WORK TASK >> Each line below must be reproduced exactly, though the pictures are to be dropped.
┏━━
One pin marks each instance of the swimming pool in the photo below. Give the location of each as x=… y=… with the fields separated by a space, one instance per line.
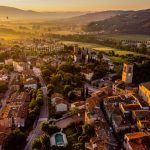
x=59 y=139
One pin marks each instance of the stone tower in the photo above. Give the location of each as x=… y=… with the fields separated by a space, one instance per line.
x=127 y=73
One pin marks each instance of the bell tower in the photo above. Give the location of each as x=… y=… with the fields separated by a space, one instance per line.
x=127 y=74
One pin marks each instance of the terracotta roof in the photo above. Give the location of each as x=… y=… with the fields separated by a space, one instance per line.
x=139 y=140
x=146 y=85
x=79 y=103
x=130 y=107
x=23 y=110
x=56 y=95
x=142 y=114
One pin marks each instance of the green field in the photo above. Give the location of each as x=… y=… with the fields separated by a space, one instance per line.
x=133 y=37
x=106 y=49
x=100 y=48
┗━━
EXERCISE RESULT >>
One pin marks each instance of the swimming pool in the photo below. Give the location of each as x=… y=… with the fields separated by a space, one instance per line.
x=59 y=139
One pin marks each instance of the stone tower in the photo above. Give the location of each as x=… y=… with the fields separated by a space, one instance per line.
x=127 y=73
One pin marks each instance of the bell tower in the photo above. Give the location of each as x=… y=… with the fields separated by a space, one instance per line.
x=127 y=74
One pin marks each instance of the terracotta roof in the photo above. Give the location of each as x=… y=… with the fields separated by a space, one instance per line.
x=139 y=140
x=146 y=85
x=79 y=103
x=130 y=107
x=23 y=110
x=56 y=95
x=142 y=114
One pin marks each instance of the green field in the photo above. Give the location of each as x=… y=… with the fields separated by a space, one instance per line.
x=133 y=37
x=106 y=49
x=100 y=48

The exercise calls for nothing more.